_WHAT IS EXPECTED_
Transcribe each record exactly. Include every one.

(Extracted records)
□ □ □

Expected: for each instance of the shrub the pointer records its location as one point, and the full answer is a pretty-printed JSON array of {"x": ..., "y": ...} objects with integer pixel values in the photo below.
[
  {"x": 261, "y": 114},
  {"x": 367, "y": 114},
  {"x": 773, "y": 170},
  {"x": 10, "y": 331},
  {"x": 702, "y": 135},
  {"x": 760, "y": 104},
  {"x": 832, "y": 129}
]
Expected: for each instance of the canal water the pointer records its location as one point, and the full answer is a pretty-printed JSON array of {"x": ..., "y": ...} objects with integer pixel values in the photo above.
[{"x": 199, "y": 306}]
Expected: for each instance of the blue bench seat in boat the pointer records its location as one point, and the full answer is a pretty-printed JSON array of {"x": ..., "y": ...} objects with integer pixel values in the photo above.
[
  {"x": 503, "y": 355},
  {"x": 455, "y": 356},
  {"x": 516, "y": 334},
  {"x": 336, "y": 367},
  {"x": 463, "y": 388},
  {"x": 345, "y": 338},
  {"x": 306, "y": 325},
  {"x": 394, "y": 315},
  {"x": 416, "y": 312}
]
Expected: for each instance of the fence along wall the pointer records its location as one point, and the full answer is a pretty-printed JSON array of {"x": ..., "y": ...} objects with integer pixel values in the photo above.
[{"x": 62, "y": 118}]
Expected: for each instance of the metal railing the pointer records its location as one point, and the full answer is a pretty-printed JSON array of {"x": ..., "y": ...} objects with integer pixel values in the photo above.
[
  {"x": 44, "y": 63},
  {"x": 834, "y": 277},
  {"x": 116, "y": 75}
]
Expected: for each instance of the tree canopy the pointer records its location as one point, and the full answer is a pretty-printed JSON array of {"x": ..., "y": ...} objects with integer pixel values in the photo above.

□ □ □

_THE REPLY_
Expected: for each instance of the shrub the pointer records its location as one point, and the full answer is a pretty-printed JSON array of {"x": ..., "y": ...} objects with integer pixel values in the photo below.
[
  {"x": 261, "y": 114},
  {"x": 367, "y": 114},
  {"x": 773, "y": 170},
  {"x": 10, "y": 331},
  {"x": 702, "y": 135},
  {"x": 760, "y": 104},
  {"x": 832, "y": 129}
]
Expected: for each instance of the canal water the pointer records its location as one point, and the full answer is a pretty-printed JSON array of {"x": ..., "y": ...} objects with integer pixel values in the photo above.
[{"x": 199, "y": 306}]
Expected: for each instance of the blue bench seat in boat the pointer records its location as one point, and the full answer is a pretty-printed JSON array of {"x": ..., "y": ...} objects with integer pixel values in the photo above.
[
  {"x": 503, "y": 355},
  {"x": 455, "y": 356},
  {"x": 516, "y": 334},
  {"x": 336, "y": 367},
  {"x": 463, "y": 388},
  {"x": 345, "y": 338},
  {"x": 306, "y": 325},
  {"x": 394, "y": 315},
  {"x": 416, "y": 312}
]
Expected: for each instance of the fence along wall the pointer records its location as one point, and the full answer is a pretty-printed JSON array of {"x": ..., "y": ...} objects with integer pixel values in the photo above.
[{"x": 62, "y": 118}]
Expected: for each instance of the metal railing the pointer records its location as one point, and the full answer is a pretty-printed JSON array of {"x": ..., "y": ...} objects with integer pixel values in the photo above.
[
  {"x": 44, "y": 63},
  {"x": 834, "y": 277},
  {"x": 116, "y": 75}
]
Expected: for each instance of the tree canopy the pointer records its location as one point, and the full answer is a pretty-printed JSON array of {"x": ..., "y": ...} objects with integer pixel values in the photo above.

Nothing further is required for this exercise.